GIVEN EXERCISE: Reproduce each of the records below line for line, without changing anything.

=-=-=-=-=

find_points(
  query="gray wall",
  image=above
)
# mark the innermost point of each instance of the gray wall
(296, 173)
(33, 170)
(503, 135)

=-=-=-=-=

TASK RESPONSE:
find_points(
  query="gray wall",
  image=above
)
# mark the innermost point of each instance of the gray wall
(296, 173)
(33, 170)
(503, 135)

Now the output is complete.